# Ohio Record Pink Salmon



## Snakecharmer (Apr 9, 2008)

Eastern Ohio angler sets new record...

Lake Erie angler sets pink salmon record: NE Ohio fishing report - cleveland.com


----------



## ohiotuber (Apr 15, 2004)

Snakecharmer said:


> Eastern Ohio angler sets new record...
> 
> Lake Erie angler sets pink salmon record: NE Ohio fishing report - cleveland.com


Congrats!

Mike


----------



## sander (Oct 30, 2008)

As the chairman of the Ohio Record Fish Committee, I can tell you that Egan's story is erroneous. The weight he gives is incorrect, and no state record is confirmed until all rules are examined and voted upon by the State Record Fish Committee. This has not been done. Many record applications are rejected for not complying with rules. Yeah D'Arcy, go for it -- me first, me first. There is a proper procedure, although it may not balm your self image.


----------



## Flathead76 (May 2, 2010)

Fred it’s been awhile since we had a new state record.


----------



## Snakecharmer (Apr 9, 2008)

sander said:


> As the chairman of the Ohio Record Fish Committee, I can tell you that Egan's story is erroneous. The weight he gives is incorrect, and no state record is confirmed until all rules are examined and voted upon by the State Record Fish Committee. This has not been done. Many record applications are rejected for not complying with rules. Yeah D'Arcy, go for it -- me first, me first. There is a proper procedure, although it may not balm your self image.


What is the correct weight? And let us know when its approved or disqualified.

● Outline records:
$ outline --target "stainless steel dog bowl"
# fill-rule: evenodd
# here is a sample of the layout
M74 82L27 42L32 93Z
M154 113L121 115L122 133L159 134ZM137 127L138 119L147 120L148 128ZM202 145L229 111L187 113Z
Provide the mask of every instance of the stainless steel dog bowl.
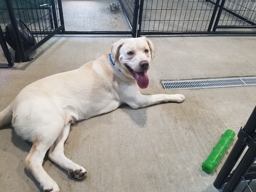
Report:
M110 3L108 5L111 11L117 11L120 6L120 4L117 3Z

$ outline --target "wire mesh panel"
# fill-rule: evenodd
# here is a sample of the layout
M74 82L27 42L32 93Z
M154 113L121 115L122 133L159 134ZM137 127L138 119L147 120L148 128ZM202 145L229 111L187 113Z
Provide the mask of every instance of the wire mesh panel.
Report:
M15 45L18 46L18 40L15 42L14 36L18 35L23 45L19 49L24 49L24 54L27 55L29 50L31 52L36 48L34 46L49 35L56 33L63 24L58 3L60 2L61 5L60 1L7 0L0 1L0 25L5 32L6 41L14 50ZM17 23L18 31L12 26L14 23ZM31 49L32 47L34 49Z
M206 32L214 7L204 0L145 0L141 31Z
M132 28L135 8L135 0L120 0L131 27Z
M217 28L248 29L256 26L256 2L254 0L224 0L221 2L220 11L222 12L214 30Z

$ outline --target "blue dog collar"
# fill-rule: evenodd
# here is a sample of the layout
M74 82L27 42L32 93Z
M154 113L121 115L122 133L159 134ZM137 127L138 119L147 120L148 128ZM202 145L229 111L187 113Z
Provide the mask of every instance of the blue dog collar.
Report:
M120 71L120 70L118 68L118 67L117 67L117 66L116 65L116 64L115 64L114 63L114 62L113 62L113 60L112 59L112 58L111 58L111 55L110 54L109 54L109 60L110 61L110 62L112 63L112 64L113 64L114 66L114 67L116 67L117 70L120 71L121 73L122 73L122 72Z

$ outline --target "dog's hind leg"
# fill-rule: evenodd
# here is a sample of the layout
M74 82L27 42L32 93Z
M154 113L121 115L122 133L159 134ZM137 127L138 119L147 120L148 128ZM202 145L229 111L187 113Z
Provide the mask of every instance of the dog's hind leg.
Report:
M36 139L33 142L29 154L26 158L26 168L40 183L45 192L59 192L56 183L44 171L42 164L45 154L56 140L52 136L47 138Z
M71 122L65 126L54 143L49 150L48 156L52 161L62 169L67 171L69 174L75 178L81 179L87 173L82 167L68 159L64 154L64 142L67 138Z

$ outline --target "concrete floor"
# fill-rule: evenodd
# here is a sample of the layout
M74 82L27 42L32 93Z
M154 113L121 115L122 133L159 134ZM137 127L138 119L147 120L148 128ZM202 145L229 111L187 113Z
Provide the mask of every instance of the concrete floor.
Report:
M118 1L61 1L66 31L131 31L121 6L110 11L108 3Z
M111 44L120 38L55 36L34 53L32 61L0 69L0 110L27 85L76 69L109 52ZM156 47L155 58L148 73L149 85L141 92L181 93L186 100L137 110L124 105L76 123L65 153L85 168L87 177L71 178L47 158L43 164L61 191L222 191L213 183L235 142L212 174L202 171L201 165L221 134L229 129L237 133L245 125L256 103L256 87L171 91L163 89L160 80L255 76L256 37L149 38ZM31 146L10 125L1 128L2 191L40 191L38 184L24 168ZM251 187L256 189L255 182Z

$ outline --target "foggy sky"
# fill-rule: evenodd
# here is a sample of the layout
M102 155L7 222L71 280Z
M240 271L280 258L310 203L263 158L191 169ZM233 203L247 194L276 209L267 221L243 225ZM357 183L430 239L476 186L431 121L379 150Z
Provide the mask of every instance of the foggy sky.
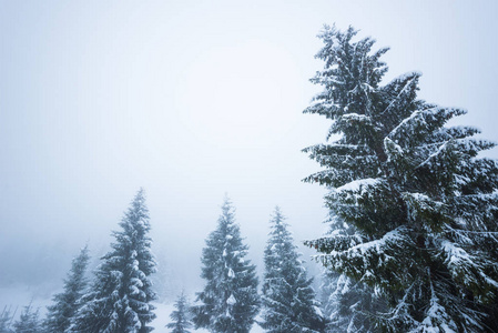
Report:
M302 114L319 91L308 79L324 23L389 46L385 83L421 71L420 98L467 109L457 122L498 141L497 12L496 1L0 0L0 285L62 279L85 242L106 252L140 186L156 255L186 287L225 193L260 269L276 204L296 242L319 236L325 191L301 182L319 170L301 150L329 125Z

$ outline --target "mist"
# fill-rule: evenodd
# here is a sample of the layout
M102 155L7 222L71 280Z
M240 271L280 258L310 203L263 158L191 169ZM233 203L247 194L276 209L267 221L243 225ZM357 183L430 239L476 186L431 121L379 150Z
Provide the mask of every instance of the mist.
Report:
M85 244L95 268L140 188L164 302L202 287L225 194L260 272L275 205L318 272L301 244L326 231L326 189L302 182L319 165L301 150L331 124L302 113L323 24L390 46L384 82L421 71L420 98L469 110L458 121L498 141L497 7L0 1L0 306L19 286L49 299Z

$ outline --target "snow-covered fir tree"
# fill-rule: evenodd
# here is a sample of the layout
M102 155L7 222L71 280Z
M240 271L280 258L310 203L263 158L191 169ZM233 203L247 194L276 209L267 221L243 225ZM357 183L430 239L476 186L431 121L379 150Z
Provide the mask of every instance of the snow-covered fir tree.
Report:
M258 324L273 333L324 332L313 279L307 278L284 220L275 208L264 252L263 312Z
M328 269L323 272L322 281L321 301L327 320L325 332L375 332L368 313L385 309L385 305L372 287Z
M71 319L81 307L81 297L88 284L85 273L89 260L89 250L84 246L72 261L71 270L64 280L63 292L53 296L53 305L47 306L47 319L43 323L47 332L65 332L71 324Z
M143 190L133 199L113 232L115 242L95 272L84 305L72 321L70 332L145 333L155 317L155 299L150 275L155 272L151 252L149 210Z
M232 204L222 205L217 228L202 252L202 274L206 284L192 306L195 327L211 332L250 332L260 309L255 266L246 260L248 246L242 242Z
M42 332L39 319L39 309L33 310L31 303L24 306L19 320L13 323L13 332L16 333L40 333Z
M12 319L13 315L11 314L11 309L7 307L6 305L2 310L2 313L0 314L0 333L12 332L12 330L10 330L12 325Z
M374 329L498 331L498 168L478 157L494 144L446 124L464 110L418 100L420 73L380 85L387 49L356 33L321 33L325 69L313 82L324 91L305 110L336 134L305 150L325 168L306 180L331 189L326 204L355 233L307 244L387 300Z
M189 302L186 301L185 293L182 292L174 303L174 310L170 317L171 323L166 325L167 329L172 329L171 333L190 333L189 329L192 327L191 313Z
M325 222L331 226L327 238L338 239L355 234L352 225L337 219L332 212ZM329 268L324 268L321 292L328 333L374 332L368 314L386 309L385 300L377 295L373 287Z

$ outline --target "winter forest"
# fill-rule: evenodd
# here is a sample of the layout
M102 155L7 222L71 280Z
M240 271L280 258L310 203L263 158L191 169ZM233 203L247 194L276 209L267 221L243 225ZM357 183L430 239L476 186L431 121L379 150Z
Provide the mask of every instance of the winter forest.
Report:
M0 1L0 333L498 332L497 7Z

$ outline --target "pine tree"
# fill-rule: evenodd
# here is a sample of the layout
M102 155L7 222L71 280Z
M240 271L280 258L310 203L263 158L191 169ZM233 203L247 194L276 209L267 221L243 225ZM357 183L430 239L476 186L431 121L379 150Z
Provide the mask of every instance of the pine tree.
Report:
M113 232L111 252L95 272L84 305L78 312L70 332L145 333L154 317L155 299L150 275L155 271L151 252L151 226L143 190L140 190L124 214L121 231Z
M263 321L266 332L323 332L325 321L319 312L297 248L278 208L271 221L270 239L264 252Z
M356 233L355 228L336 215L331 214L326 222L331 225L326 238L348 238ZM328 320L327 332L375 332L368 314L386 310L382 295L365 283L329 268L324 269L322 280L322 304Z
M39 309L34 310L31 307L31 303L24 306L21 312L19 320L13 323L16 333L40 333L42 327L39 320Z
M385 309L385 304L372 287L327 269L322 280L322 306L328 321L327 333L375 332L368 313Z
M170 315L173 322L166 325L167 329L173 329L172 333L190 333L189 329L192 327L191 313L184 292L177 297L174 303L176 307Z
M192 307L196 329L225 333L251 330L260 297L255 266L244 259L247 250L226 199L217 228L209 235L202 252L201 276L206 280L206 285L197 293L201 304Z
M325 170L306 180L331 188L326 204L354 234L307 242L331 269L388 302L374 327L388 332L498 330L498 168L494 147L466 113L417 99L420 73L386 85L370 38L326 27L313 82L324 91L305 110L333 121L327 144L306 149ZM495 326L492 326L495 325Z
M88 281L85 272L89 264L88 245L73 259L71 271L64 280L64 291L53 296L53 305L47 306L47 319L43 323L48 332L63 333L71 324L71 319L81 307L81 297L85 292Z
M10 325L12 323L13 315L10 312L10 307L8 309L6 305L0 314L0 333L12 332L12 330L10 330Z

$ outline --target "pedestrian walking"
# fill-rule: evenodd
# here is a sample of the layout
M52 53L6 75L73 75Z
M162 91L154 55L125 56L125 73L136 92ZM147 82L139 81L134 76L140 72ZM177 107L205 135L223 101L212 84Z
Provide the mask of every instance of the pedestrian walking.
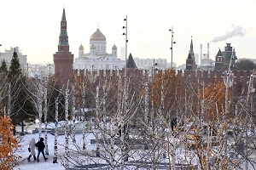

● REQUIRED TASK 1: In the Ohio pink salmon thread, what position does sander say he holds?
● REQUIRED TASK 2: Retype the records from their first line through the line holding "M110 3L108 5L111 11L117 11L120 6L120 4L117 3Z", inclusive, leaving out the pictures.
The thread and the records were taken from unrelated sources.

● OUTPUT 1: Chairman of the Ohio Record Fish Committee.

● OUTPUT 2:
$ outline --target "stainless steel dog bowl"
# fill-rule: evenodd
# here is a sample of the layout
M74 82L27 42L32 93Z
M154 113L121 115L122 133L159 134ZM137 127L138 119L147 120L148 128ZM202 145L229 111L187 113Z
Provide the mask of every instance of the stainless steel dog bowl.
Report:
M110 3L108 5L111 11L117 11L120 6L120 4L117 3Z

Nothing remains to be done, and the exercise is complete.